** Exercise material follows **

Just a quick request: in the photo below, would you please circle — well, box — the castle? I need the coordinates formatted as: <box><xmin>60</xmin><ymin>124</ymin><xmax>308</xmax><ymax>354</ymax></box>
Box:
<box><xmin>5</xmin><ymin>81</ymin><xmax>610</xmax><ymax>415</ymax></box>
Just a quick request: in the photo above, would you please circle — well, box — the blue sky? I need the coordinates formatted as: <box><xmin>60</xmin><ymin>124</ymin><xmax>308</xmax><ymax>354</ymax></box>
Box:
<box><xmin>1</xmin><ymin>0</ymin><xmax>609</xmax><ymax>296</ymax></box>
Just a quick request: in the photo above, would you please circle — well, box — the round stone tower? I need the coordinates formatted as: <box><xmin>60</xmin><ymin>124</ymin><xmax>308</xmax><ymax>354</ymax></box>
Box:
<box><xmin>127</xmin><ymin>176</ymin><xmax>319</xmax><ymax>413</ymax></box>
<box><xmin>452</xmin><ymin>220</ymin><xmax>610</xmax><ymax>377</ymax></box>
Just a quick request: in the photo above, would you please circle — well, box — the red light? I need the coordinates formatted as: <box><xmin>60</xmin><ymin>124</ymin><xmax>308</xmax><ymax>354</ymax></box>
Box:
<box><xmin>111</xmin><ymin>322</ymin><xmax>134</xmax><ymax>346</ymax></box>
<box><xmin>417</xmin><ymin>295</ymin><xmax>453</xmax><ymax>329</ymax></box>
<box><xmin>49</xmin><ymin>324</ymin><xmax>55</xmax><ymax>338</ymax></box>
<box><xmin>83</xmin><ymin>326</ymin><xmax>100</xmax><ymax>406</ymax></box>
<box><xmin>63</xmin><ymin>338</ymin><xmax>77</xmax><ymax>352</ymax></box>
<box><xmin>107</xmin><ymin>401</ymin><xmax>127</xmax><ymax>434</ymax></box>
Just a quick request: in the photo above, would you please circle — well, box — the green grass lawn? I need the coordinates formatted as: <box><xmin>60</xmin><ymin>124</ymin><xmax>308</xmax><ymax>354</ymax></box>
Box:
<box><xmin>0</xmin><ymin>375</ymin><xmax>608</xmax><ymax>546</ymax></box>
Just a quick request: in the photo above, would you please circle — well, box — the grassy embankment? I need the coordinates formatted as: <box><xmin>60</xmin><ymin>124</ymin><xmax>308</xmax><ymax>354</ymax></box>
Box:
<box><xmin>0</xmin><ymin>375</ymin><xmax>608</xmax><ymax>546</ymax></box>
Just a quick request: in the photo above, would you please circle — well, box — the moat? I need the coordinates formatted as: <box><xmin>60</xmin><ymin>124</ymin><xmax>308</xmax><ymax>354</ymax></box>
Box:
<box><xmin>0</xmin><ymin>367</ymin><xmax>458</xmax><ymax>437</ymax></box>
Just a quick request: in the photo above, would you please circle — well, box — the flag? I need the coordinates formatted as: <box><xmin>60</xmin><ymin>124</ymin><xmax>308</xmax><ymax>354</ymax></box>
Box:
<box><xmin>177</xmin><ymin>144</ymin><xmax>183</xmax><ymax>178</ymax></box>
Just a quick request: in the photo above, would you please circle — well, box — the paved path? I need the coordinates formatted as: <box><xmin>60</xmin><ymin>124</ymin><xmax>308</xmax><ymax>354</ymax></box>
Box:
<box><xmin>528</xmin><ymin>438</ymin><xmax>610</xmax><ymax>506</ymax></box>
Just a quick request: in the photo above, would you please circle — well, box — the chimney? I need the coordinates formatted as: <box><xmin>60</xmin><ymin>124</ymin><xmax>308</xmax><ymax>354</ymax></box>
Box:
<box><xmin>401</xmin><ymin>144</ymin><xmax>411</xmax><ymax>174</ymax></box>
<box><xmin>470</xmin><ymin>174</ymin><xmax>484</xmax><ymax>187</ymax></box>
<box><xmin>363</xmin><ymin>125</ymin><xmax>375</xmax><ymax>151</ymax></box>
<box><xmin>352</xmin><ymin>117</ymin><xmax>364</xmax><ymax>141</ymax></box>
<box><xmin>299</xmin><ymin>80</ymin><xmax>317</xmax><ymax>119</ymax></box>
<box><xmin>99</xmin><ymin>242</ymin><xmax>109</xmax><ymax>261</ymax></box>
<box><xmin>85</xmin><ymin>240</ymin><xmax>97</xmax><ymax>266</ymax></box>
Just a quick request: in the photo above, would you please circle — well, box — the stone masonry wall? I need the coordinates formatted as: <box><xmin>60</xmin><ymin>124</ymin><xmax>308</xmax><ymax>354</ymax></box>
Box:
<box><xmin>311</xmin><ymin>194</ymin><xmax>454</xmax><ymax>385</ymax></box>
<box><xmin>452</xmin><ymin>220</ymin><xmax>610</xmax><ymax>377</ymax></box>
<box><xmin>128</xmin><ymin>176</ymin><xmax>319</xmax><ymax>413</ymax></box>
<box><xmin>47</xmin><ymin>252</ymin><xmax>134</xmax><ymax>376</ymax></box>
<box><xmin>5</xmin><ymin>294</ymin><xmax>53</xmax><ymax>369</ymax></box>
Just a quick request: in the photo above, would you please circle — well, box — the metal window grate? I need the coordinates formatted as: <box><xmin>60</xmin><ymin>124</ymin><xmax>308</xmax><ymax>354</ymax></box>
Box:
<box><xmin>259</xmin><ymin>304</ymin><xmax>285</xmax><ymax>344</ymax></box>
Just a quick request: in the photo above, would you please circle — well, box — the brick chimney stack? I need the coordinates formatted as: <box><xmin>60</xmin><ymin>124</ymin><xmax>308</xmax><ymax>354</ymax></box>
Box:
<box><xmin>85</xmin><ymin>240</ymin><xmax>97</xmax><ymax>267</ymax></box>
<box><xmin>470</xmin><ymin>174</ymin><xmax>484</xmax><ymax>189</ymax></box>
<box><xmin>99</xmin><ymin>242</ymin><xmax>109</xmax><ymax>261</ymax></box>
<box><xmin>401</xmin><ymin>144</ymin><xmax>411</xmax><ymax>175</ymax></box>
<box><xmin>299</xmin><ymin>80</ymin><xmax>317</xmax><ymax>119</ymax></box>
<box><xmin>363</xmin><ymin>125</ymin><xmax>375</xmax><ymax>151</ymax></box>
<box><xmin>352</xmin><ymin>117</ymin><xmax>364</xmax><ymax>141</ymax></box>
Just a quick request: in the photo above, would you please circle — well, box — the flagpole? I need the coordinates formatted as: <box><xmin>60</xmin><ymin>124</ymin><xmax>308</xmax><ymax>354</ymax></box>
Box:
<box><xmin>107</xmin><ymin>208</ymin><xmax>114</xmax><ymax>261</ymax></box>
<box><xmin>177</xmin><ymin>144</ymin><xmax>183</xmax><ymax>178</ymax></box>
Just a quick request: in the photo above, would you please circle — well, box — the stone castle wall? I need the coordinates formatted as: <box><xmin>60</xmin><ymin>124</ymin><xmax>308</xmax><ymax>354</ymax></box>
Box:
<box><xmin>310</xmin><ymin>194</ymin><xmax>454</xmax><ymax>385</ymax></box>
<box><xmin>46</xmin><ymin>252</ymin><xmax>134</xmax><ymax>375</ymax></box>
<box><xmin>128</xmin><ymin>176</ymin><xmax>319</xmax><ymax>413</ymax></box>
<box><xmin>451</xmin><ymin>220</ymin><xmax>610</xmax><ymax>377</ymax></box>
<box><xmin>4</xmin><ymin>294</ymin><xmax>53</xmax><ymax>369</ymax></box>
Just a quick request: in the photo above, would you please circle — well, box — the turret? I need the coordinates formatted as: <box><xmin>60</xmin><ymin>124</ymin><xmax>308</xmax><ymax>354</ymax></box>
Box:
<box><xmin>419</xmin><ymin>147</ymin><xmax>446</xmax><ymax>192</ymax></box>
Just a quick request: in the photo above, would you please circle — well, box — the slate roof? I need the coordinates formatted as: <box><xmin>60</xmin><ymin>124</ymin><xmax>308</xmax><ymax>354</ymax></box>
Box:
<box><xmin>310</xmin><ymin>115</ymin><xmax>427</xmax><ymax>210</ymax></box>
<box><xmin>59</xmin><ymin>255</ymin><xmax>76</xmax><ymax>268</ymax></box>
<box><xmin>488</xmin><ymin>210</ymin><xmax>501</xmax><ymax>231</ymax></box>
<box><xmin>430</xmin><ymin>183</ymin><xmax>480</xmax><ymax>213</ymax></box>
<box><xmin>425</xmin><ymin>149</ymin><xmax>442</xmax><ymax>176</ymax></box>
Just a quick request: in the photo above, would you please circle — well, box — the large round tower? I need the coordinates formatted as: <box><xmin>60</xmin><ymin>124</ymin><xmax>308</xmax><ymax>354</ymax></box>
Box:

** End of Exercise material **

**Assigned task:**
When the records above are checked line by line, how many lines contain the word "stone"? Please give only that number.

**Solved problem:**
3